Point localization data:

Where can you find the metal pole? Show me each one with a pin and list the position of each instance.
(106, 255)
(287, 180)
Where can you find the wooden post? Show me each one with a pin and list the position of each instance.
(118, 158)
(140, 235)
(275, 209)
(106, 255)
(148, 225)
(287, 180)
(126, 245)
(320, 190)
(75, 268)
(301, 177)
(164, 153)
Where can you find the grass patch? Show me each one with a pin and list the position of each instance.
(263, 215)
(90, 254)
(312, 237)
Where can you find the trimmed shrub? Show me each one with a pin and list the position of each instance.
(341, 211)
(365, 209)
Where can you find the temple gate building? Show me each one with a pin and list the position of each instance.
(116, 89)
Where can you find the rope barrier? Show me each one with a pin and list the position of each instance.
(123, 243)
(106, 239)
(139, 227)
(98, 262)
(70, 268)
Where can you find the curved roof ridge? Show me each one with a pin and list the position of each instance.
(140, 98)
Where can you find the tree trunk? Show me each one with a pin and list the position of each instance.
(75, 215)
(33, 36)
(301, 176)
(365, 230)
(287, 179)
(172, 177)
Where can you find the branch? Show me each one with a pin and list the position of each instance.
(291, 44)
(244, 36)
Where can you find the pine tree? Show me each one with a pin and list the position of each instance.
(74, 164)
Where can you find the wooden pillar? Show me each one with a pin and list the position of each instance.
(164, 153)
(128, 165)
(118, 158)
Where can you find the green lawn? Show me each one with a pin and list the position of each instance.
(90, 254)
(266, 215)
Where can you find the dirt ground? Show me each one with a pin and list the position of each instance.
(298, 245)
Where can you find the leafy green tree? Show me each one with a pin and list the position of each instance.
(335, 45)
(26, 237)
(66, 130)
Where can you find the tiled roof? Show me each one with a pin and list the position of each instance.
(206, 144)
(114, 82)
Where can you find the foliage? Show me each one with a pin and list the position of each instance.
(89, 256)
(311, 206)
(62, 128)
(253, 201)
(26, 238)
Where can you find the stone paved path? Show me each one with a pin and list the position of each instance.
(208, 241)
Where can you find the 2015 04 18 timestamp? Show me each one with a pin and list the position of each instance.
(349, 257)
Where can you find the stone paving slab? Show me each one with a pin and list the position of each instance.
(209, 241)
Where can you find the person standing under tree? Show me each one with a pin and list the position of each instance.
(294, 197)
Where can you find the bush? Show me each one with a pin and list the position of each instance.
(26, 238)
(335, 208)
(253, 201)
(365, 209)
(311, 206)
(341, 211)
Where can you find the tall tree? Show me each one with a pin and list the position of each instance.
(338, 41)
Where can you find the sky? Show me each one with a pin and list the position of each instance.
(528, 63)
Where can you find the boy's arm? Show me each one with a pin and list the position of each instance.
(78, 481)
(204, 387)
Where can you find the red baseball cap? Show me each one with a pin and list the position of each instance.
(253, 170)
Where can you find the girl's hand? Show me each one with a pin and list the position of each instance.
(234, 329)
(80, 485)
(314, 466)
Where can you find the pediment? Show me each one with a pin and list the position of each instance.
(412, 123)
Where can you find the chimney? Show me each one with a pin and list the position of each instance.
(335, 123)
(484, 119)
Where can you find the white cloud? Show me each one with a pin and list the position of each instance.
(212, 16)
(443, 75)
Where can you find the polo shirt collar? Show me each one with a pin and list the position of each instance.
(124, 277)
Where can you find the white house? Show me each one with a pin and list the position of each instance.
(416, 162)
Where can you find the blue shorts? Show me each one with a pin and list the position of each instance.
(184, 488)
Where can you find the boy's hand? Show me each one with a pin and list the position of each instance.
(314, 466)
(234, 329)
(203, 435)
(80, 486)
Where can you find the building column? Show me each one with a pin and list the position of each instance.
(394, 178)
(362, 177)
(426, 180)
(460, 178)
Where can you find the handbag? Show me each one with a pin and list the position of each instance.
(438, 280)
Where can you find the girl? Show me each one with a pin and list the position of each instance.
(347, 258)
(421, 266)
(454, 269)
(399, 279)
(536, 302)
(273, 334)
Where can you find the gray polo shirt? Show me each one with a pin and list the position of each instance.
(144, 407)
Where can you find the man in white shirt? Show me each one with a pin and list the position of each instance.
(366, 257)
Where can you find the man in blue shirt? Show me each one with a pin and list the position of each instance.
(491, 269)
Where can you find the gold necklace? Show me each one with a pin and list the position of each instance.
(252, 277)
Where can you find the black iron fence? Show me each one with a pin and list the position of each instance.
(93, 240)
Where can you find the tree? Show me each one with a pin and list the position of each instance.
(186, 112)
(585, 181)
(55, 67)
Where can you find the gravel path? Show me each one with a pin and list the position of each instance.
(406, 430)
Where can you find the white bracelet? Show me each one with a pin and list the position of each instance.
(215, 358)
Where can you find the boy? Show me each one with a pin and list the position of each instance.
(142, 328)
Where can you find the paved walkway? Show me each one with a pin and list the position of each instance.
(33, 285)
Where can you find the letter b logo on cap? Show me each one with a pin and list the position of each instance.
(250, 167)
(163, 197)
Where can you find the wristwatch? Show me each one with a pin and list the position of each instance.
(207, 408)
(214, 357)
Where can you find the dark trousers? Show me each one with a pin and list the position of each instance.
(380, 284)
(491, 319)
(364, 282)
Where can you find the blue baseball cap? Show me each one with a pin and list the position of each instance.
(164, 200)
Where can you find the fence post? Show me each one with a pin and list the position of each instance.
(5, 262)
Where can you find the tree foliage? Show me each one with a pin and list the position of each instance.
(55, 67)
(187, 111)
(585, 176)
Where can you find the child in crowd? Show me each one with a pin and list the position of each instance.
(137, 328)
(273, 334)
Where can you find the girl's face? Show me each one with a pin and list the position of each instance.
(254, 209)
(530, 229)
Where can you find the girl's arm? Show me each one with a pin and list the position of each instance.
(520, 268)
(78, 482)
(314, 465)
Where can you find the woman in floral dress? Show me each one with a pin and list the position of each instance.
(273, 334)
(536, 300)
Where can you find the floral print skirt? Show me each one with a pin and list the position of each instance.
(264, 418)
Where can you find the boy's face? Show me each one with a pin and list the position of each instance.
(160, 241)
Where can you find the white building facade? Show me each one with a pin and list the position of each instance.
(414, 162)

◆ Assigned task
What you give back should match the entries above exactly.

◆ Problem solution
Where can you find the metal pole? Show me each one with a pin and list the position of each instance.
(106, 255)
(287, 180)
Where can you find the wooden post? Show me each one with a pin and list the position of each instance.
(118, 158)
(140, 235)
(275, 209)
(106, 255)
(148, 225)
(287, 180)
(126, 245)
(320, 190)
(75, 268)
(301, 177)
(164, 153)
Where can you find the grass patch? Show me each one with a pin and list the position of each instance.
(263, 215)
(90, 254)
(312, 237)
Where can you find the trimmed shrub? Show me each one with a pin and list the position of each instance.
(341, 211)
(365, 209)
Where can you find the temple gate building? Show me each one with a pin and list the position of each instance.
(116, 89)
Where can you find the rope barrier? Show me each one with a pin and list the position of each instance.
(123, 243)
(106, 239)
(139, 227)
(98, 262)
(70, 268)
Where can you find the curved roof ridge? Show me each one with a pin and list the position of each instance.
(140, 98)
Where can you find the tree trunk? Show me each one with a pin and list the position of each instance.
(75, 215)
(33, 36)
(301, 176)
(365, 230)
(287, 179)
(172, 177)
Where can you find the branch? Show me each one with a pin and list the position of each instance.
(291, 44)
(244, 36)
Where can you find the pine tree? Show me each one with a pin and list the position of each instance.
(74, 164)
Where can you find the wooden pillar? Show me each one with a pin and list the position of each instance.
(164, 153)
(128, 165)
(118, 158)
Where can you find the green lawn? Show me each one with a pin and list the position of each instance.
(90, 254)
(266, 215)
Where can you find the dirt ground? Show me each one with a pin and list the position of each instance.
(298, 245)
Where can you find the leafy green tree? Show me each one with a pin and list the position of each instance.
(335, 45)
(26, 237)
(66, 130)
Where can you find the tiled roof? Show me each one with a pin and list the position of each instance.
(206, 144)
(114, 82)
Where can you find the foliage? Show me each one with a pin and list the position of each instance.
(89, 256)
(311, 206)
(62, 128)
(253, 201)
(26, 238)
Where can you find the stone paved path? Show me each one with a pin and list the position of each instance.
(208, 241)
Where can you find the 2015 04 18 timestamp? Show me each one with a pin and list the position of each instance.
(349, 257)
Where can you find the stone paving slab? Show me each one with a pin and list the position of each instance.
(209, 241)
Where can you find the person standing under tree? Show me each one with a pin and list the position of each instance.
(294, 197)
Where can you find the bush? Show me each one with a pin and list the position of each instance.
(26, 238)
(335, 208)
(253, 201)
(365, 209)
(311, 206)
(341, 211)
Where can you find the tall tree? Show me each one with a pin and list the position of each instance.
(338, 41)
Where can you find the sky? Show me each one with a pin and list the position of each instance.
(528, 63)
Where can you find the boy's arm? Show me each one with a pin and list the position of each instance.
(78, 481)
(204, 387)
Where can you find the red baseball cap? Show me each one with a pin and list the position of each instance.
(253, 170)
Where can you find the girl's hand? Show me each one with a pin and list the position of each instance.
(234, 329)
(80, 485)
(314, 466)
Where can you find the pediment? Show me each one with a pin and list the position of each instance.
(412, 123)
Where can you find the chimney? Show me each one with a pin and list the position of each instance.
(335, 123)
(484, 119)
Where can you find the white cloud? Show me each one with a pin and list the position of each instance.
(212, 16)
(443, 75)
Where can you find the polo shirt collar? Show me each one with a pin and list the position of each instance.
(124, 277)
Where can you find the white house? Show me each one with a pin and list the position of each instance.
(416, 162)
Where can you find the blue shorts? Show me each one with a pin and list the position of each instance.
(184, 488)
Where can you find the boy's hand? Show me each one with a pin and list the position of each instance.
(314, 466)
(234, 329)
(203, 435)
(80, 486)
Where can you find the building column? Show me each one with a pin and list the position of each instance.
(394, 178)
(362, 177)
(426, 180)
(460, 178)
Where can you find the handbag? Show me each one with a pin and list the position of each instance.
(438, 280)
Where can you find the girl? Show me each one with a pin and list the position of each instance.
(347, 258)
(421, 266)
(454, 269)
(399, 279)
(536, 302)
(273, 334)
Where can you find the gray polo shirt? Show me each one with a pin and list the position of each instance.
(144, 407)
Where can you find the man in white shirt? Show me each one with a pin and list the position of each instance.
(366, 257)
Where can you find the man in blue shirt? Show me each one with a pin and list the position of each instance.
(491, 269)
Where can you find the gold necklace? Show me each one with a pin and list the position of each instance.
(252, 277)
Where can you find the black iron fence? Show me each one with a pin and list the position of each instance.
(93, 240)
Where can you find the tree? Show me each one with a pin and list the position of each instance.
(186, 112)
(585, 181)
(55, 67)
Where can you find the gravel path? Show me each one with a pin and list the position of each instance.
(406, 430)
Where can you find the white bracelet? Show me each one with a pin and list the position of each instance.
(215, 358)
Where can you find the boy? Show me each one with a pin and list the position of each instance.
(142, 328)
Where can you find the paved walkway? Show me each one with a pin and list the position of each instance.
(33, 285)
Where can you find the letter b logo on cap? Show me each one with a pin and list the position of each instance.
(250, 167)
(163, 197)
Where can you find the wristwatch? Show me each one with a pin and list the position of each instance.
(207, 408)
(214, 357)
Where can you find the dark trousers? Show me each one with a pin and list the position of each instance.
(380, 284)
(491, 319)
(364, 282)
Where can you find the blue baseball cap? Show me each one with a pin and list the position of each instance.
(164, 200)
Where can you find the fence post? Show me each one with a pin and list the position of each instance.
(5, 262)
Where can you find the tree foliage? Show me each one with a pin and list the position of each instance.
(55, 67)
(187, 111)
(585, 176)
Where can you find the child in crowd? Show me each one with a pin and list the position of each instance.
(137, 328)
(273, 334)
Where can you find the girl's face? Show me each one with a pin and list the position of each instance.
(254, 209)
(530, 229)
Where can you find the girl's arm? Show me each one with a pin and list the position of each instance.
(520, 268)
(78, 482)
(314, 465)
Where can you find the woman in floral dress? Show me each one with a pin and list the position of each instance.
(273, 334)
(536, 300)
Where can you find the floral print skirt? Show me each one with a pin and list the position of each instance.
(264, 418)
Where can you find the boy's face? Show me each one with a pin and list the position of each instance.
(160, 241)
Where can you find the white building facade? Show me each one with a pin and list the position of each instance.
(414, 162)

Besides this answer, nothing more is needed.